What you should do: Every record, down to the last line, must be given again exactly.

Recorded data:
--- START ---
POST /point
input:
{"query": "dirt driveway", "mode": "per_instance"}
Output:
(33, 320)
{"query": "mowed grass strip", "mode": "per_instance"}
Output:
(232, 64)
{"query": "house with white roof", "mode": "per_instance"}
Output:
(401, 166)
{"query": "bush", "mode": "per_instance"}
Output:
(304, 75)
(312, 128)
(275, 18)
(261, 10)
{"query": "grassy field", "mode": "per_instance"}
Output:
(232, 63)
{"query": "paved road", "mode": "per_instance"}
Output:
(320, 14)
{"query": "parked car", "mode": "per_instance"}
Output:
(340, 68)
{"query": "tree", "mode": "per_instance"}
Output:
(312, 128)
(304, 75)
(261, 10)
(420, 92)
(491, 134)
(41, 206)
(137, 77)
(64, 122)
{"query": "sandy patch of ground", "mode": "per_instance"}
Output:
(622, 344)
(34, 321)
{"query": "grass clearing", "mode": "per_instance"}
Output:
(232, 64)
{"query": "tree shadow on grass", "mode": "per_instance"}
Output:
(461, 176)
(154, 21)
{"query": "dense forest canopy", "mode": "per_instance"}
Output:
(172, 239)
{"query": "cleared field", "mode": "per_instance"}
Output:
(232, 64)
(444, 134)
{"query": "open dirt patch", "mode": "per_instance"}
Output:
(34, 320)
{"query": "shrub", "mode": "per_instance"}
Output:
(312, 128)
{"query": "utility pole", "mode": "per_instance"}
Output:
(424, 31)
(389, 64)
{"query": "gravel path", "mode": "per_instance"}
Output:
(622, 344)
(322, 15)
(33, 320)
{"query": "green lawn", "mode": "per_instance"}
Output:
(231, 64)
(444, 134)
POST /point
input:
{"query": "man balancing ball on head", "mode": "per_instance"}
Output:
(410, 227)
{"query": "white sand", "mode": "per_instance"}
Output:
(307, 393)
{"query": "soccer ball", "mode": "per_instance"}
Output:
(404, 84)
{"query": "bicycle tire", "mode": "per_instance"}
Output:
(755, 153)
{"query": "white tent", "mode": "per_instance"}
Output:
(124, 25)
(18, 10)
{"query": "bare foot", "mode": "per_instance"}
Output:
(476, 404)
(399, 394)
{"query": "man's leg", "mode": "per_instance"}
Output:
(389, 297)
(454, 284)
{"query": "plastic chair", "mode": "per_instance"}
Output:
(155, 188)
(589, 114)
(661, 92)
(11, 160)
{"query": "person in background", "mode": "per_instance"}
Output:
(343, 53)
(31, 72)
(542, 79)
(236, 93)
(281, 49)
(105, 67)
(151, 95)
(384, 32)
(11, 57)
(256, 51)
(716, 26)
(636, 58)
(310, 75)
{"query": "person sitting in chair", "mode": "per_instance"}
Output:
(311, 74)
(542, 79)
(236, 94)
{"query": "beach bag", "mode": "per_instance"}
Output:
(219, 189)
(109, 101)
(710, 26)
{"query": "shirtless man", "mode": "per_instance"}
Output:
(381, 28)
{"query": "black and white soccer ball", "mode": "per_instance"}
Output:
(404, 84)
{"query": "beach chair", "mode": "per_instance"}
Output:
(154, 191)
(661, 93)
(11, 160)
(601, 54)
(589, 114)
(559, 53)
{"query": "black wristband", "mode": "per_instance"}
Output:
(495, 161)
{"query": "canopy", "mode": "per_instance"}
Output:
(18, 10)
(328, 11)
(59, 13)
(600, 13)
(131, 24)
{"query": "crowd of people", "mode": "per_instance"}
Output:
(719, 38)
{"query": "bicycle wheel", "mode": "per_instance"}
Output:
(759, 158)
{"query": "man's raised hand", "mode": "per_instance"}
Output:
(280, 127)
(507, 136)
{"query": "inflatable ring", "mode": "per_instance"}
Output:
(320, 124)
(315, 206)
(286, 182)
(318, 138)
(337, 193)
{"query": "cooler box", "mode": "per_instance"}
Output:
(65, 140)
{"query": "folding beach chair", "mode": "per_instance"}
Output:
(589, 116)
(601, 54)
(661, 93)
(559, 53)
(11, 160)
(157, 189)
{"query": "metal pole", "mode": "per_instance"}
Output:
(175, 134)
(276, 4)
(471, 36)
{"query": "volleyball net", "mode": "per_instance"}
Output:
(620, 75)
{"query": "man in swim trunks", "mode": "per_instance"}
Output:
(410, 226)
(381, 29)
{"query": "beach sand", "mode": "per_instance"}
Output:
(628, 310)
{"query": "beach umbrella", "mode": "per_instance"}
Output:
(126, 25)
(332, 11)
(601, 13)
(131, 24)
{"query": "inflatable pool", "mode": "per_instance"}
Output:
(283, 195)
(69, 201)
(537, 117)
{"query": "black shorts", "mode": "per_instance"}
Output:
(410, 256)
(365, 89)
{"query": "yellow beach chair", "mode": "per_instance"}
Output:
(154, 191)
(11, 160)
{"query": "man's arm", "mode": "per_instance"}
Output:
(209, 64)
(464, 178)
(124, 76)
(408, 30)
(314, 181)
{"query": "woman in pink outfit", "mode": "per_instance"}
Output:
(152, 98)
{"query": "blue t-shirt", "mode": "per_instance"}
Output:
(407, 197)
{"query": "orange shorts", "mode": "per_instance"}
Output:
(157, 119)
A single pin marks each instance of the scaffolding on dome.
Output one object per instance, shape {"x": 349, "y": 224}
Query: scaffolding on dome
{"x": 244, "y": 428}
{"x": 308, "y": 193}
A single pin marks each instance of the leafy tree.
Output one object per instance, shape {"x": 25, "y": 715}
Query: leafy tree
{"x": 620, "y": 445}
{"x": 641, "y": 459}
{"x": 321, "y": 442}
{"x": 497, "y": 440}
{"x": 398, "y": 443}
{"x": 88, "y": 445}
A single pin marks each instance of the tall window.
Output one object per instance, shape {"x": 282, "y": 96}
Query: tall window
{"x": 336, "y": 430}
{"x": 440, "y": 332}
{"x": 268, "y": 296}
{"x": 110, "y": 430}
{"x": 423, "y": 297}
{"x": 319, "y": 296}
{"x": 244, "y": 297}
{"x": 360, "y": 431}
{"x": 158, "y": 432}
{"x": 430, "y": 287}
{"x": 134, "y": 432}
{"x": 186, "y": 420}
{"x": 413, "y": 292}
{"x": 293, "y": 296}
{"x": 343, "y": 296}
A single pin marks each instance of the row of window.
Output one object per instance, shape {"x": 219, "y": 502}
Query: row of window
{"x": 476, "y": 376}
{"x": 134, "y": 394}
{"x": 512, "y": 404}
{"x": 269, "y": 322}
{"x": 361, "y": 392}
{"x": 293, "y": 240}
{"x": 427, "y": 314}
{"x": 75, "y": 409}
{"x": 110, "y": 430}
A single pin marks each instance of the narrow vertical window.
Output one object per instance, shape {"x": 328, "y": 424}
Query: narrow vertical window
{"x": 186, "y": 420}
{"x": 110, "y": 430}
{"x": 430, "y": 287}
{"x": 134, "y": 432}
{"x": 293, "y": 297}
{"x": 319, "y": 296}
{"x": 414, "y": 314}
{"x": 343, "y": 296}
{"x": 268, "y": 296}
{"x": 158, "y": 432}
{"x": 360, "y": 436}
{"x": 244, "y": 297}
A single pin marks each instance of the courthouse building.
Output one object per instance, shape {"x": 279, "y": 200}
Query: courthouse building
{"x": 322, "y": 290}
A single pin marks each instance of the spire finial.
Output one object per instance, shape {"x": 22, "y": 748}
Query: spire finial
--- END ---
Written solution:
POST /point
input:
{"query": "dirt driveway", "mode": "per_instance"}
Output:
(33, 320)
{"query": "mowed grass strip", "mode": "per_instance"}
Output:
(232, 64)
{"query": "house with white roof", "mode": "per_instance"}
Output:
(401, 166)
{"query": "bush", "mode": "per_instance"}
Output:
(304, 75)
(312, 128)
(275, 18)
(261, 10)
{"query": "grassy field", "mode": "per_instance"}
Output:
(232, 63)
{"query": "paved road", "mode": "per_instance"}
Output:
(320, 14)
{"query": "parked car", "mode": "per_instance"}
Output:
(340, 68)
{"query": "tree", "mode": "per_instance"}
Output:
(312, 128)
(304, 75)
(261, 10)
(420, 92)
(491, 134)
(41, 206)
(137, 77)
(64, 122)
{"query": "sandy patch of ground", "mode": "per_instance"}
Output:
(622, 344)
(34, 321)
{"query": "grass clearing", "mode": "per_instance"}
Output:
(232, 64)
{"query": "tree shadow on grass", "mode": "per_instance"}
Output:
(461, 176)
(154, 21)
{"query": "dense forest canopy", "mode": "per_instance"}
Output:
(172, 239)
{"query": "cleared field", "mode": "per_instance"}
Output:
(232, 64)
(444, 134)
{"query": "open dirt patch", "mode": "per_instance"}
Output:
(34, 320)
{"query": "shrub", "mode": "per_instance"}
Output:
(312, 128)
{"query": "utility pole", "mode": "per_instance"}
Output:
(424, 31)
(389, 64)
{"query": "gravel path", "mode": "per_instance"}
Output:
(622, 344)
(322, 15)
(33, 320)
{"query": "green lawn", "mode": "per_instance"}
Output:
(231, 64)
(444, 134)
POST /point
input:
{"query": "man balancing ball on head", "mode": "per_instance"}
Output:
(410, 227)
{"query": "white sand", "mode": "per_instance"}
Output:
(307, 393)
{"query": "soccer ball", "mode": "per_instance"}
Output:
(404, 84)
{"query": "bicycle tire", "mode": "per_instance"}
Output:
(755, 153)
{"query": "white tent", "mode": "per_instance"}
Output:
(124, 25)
(18, 10)
{"query": "bare foot", "mode": "per_instance"}
Output:
(476, 404)
(399, 394)
{"query": "man's leg", "mode": "per_instance"}
Output:
(389, 297)
(454, 284)
{"query": "plastic chair", "mode": "per_instance"}
Output:
(155, 188)
(589, 114)
(661, 92)
(11, 160)
{"query": "person in background", "mode": "per_instance"}
Output:
(343, 53)
(31, 72)
(542, 79)
(236, 93)
(281, 49)
(105, 67)
(151, 95)
(384, 32)
(11, 57)
(256, 51)
(716, 26)
(636, 58)
(310, 75)
{"query": "person sitting in chair", "mode": "per_instance"}
Output:
(311, 74)
(542, 79)
(236, 94)
{"query": "beach bag", "mode": "per_instance"}
Output:
(219, 189)
(109, 101)
(710, 26)
{"query": "shirtless man", "mode": "per_instance"}
Output:
(381, 28)
{"query": "black and white soccer ball", "mode": "per_instance"}
Output:
(404, 84)
{"query": "beach chair", "mode": "per_instance"}
Output:
(154, 191)
(661, 93)
(11, 160)
(601, 54)
(589, 114)
(559, 53)
{"query": "black wristband", "mode": "per_instance"}
Output:
(495, 161)
{"query": "canopy", "mode": "per_instance"}
Output:
(18, 10)
(328, 11)
(59, 13)
(600, 13)
(131, 24)
{"query": "crowd of people", "mode": "per_instance"}
Output:
(719, 38)
{"query": "bicycle wheel", "mode": "per_instance"}
Output:
(759, 158)
{"query": "man's raised hand", "mode": "per_instance"}
Output:
(280, 127)
(507, 136)
{"query": "inflatable ring", "mode": "per_instance"}
Output:
(320, 124)
(315, 206)
(286, 182)
(318, 138)
(337, 193)
{"query": "cooler box", "mode": "per_instance"}
Output:
(65, 140)
{"query": "folding beach chair", "mode": "per_instance"}
Output:
(589, 116)
(601, 54)
(661, 93)
(559, 53)
(11, 160)
(157, 189)
{"query": "metal pole", "mode": "per_instance"}
Output:
(175, 134)
(276, 4)
(471, 36)
{"query": "volleyball net", "mode": "per_instance"}
Output:
(620, 75)
{"query": "man in swim trunks", "mode": "per_instance"}
Output:
(410, 226)
(381, 29)
{"query": "beach sand", "mode": "per_instance"}
Output:
(628, 310)
{"query": "beach umbrella", "mode": "per_instance"}
Output:
(126, 25)
(332, 11)
(601, 13)
(131, 24)
{"query": "inflatable pool", "mode": "per_instance"}
Output:
(283, 195)
(69, 201)
(537, 117)
{"query": "black shorts", "mode": "per_instance"}
Output:
(410, 256)
(365, 89)
{"query": "yellow beach chair", "mode": "per_instance"}
Output:
(154, 191)
(11, 160)
{"query": "man's arm", "mode": "per_instance"}
Output:
(209, 64)
(464, 178)
(124, 76)
(408, 30)
(314, 181)
{"query": "woman in pink outfit", "mode": "per_instance"}
Output:
(152, 98)
{"query": "blue t-shirt", "mode": "per_instance"}
Output:
(407, 197)
{"query": "orange shorts", "mode": "per_instance"}
Output:
(157, 119)
A single pin marks each instance of the scaffolding on dome.
Output one object per instance, shape {"x": 349, "y": 224}
Query: scaffolding on dome
{"x": 244, "y": 428}
{"x": 308, "y": 193}
A single pin marks each instance of the leafy tree.
Output one object per instance, shape {"x": 25, "y": 715}
Query: leafy tree
{"x": 620, "y": 445}
{"x": 641, "y": 459}
{"x": 321, "y": 442}
{"x": 497, "y": 440}
{"x": 398, "y": 443}
{"x": 88, "y": 445}
A single pin marks each instance of the tall window.
Output one object per instance, shape {"x": 282, "y": 96}
Query: tall window
{"x": 336, "y": 430}
{"x": 440, "y": 332}
{"x": 268, "y": 296}
{"x": 110, "y": 430}
{"x": 423, "y": 297}
{"x": 319, "y": 296}
{"x": 244, "y": 297}
{"x": 360, "y": 431}
{"x": 158, "y": 432}
{"x": 430, "y": 287}
{"x": 134, "y": 432}
{"x": 186, "y": 420}
{"x": 413, "y": 292}
{"x": 293, "y": 296}
{"x": 343, "y": 296}
A single pin marks each instance of the row of window.
Output one object per instance, shape {"x": 219, "y": 502}
Query: row of window
{"x": 476, "y": 376}
{"x": 134, "y": 394}
{"x": 512, "y": 404}
{"x": 269, "y": 322}
{"x": 361, "y": 392}
{"x": 293, "y": 240}
{"x": 427, "y": 314}
{"x": 75, "y": 409}
{"x": 110, "y": 430}
A single pin marks each instance of the narrow vertical window.
Output one object per instance, shape {"x": 328, "y": 424}
Query: narrow vertical window
{"x": 186, "y": 420}
{"x": 110, "y": 430}
{"x": 430, "y": 287}
{"x": 134, "y": 432}
{"x": 293, "y": 297}
{"x": 319, "y": 296}
{"x": 414, "y": 314}
{"x": 343, "y": 296}
{"x": 268, "y": 296}
{"x": 158, "y": 432}
{"x": 360, "y": 436}
{"x": 244, "y": 297}
A single pin marks each instance of the courthouse building.
Output one object per instance, shape {"x": 279, "y": 200}
Query: courthouse building
{"x": 322, "y": 290}
A single pin marks each instance of the spire finial.
Output one object per instance, shape {"x": 22, "y": 748}
Query: spire finial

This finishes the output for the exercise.